◆ Records for processing
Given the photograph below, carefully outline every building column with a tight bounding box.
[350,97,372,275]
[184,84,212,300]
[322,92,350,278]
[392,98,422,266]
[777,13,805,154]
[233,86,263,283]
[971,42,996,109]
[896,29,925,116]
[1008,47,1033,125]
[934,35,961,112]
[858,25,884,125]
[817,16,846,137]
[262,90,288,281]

◆ Task details
Please rewrite the listing above with "building column" changed to "architectural column", keeping everything else the same.

◆ The result
Given the photograph below, carefully outline every architectural column with a tight bounding box.
[350,97,372,275]
[184,84,212,300]
[322,92,350,278]
[392,98,422,266]
[777,13,805,154]
[233,86,263,283]
[971,42,996,109]
[896,29,925,116]
[1008,47,1033,125]
[934,35,961,112]
[858,25,884,125]
[817,16,846,137]
[262,90,288,281]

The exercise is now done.